● Goal
In the review below of a Frankenstein adaptation, which series is Tami Dixon's radio play for?

─── Source excerpt

We all know the story of Frankenstein, right? Mad scientist toils away in a castle on a remote hilltop, stitching together a monster out of parts scavenged from corpses, which he brings to life on a rainy night by harnessing electricity from a bolt of lightning and then unleashes on an unsuspecting world with an triumphant cry of “It’s ALIVE! Mwa-ha-ha-ha-ha!”
Sort of like this? —
Mary Shelley’s novel – which I happened to just re-read because it’s the 200th anniversary of its publication and I’m that kind of dork – is way more complex and interesting and subtle than the film bastardization that cemented that castle/lightning/evil scientist scenario into the popular imagination. Her original is a story of creative ambition gone too far, of existential despair, of the human tendency to label the unfamiliar and the Other “monstrous,” of the costs of social isolation and of the outcast’s desperate craving for society, and – perhaps most of all – it’s a story that raises prescient questions about the ethical responsibility of a creative person for the work he or she releases into the world, especially given the impossibility of predicting its effects on the future.
Tami Dixon’s adaptation of the novel into a 1940s-style radio play for Bricolage’s Midnight Radio series leans into that last aspect of Shelley’s novel; in a brilliant touch, Dixon weaves Shelley herself into the narrative, both at the beginning of the show – when Mary Shelley interrupts the iconic “castle/lightning/evil scientist mwahahah” tableau and pushes back, appalled, at the “monster” her own story has become in the hands of Hollywood producers – and then later, as her own narrative progresses and she realizes that the characters she has created seem to take on a life of their own, making decisions she wishes they would not make and reacting to crises in ways she finds herself powerless to prevent. The novelist’s helplessness in the face of the narrative drive of the story she has set in motion parallels and mirrors Victor Frankenstein’s powerlessness to rewind the tragedy he unspooled when he gave life to his “creation”: in both cases, the urge to create results in work that takes on an unpredictable life of its own. The parallel also allows Dixon to pay homage to the power of the creative impulse – for Shelley, as for Frankenstein, the compulsion to create overwhelms a rational consideration of the consequences of their creativity. Creative ambition, for both Dixon’s Shelley and Shelley’s Frankenstein, is a cursed blessing.

──────
─── Raw data

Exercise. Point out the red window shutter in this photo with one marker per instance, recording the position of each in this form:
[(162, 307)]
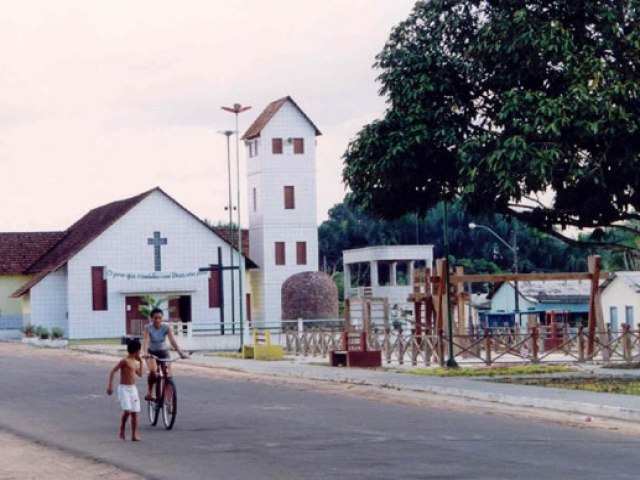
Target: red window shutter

──────

● Written reply
Bricolage's Midnight Radio series.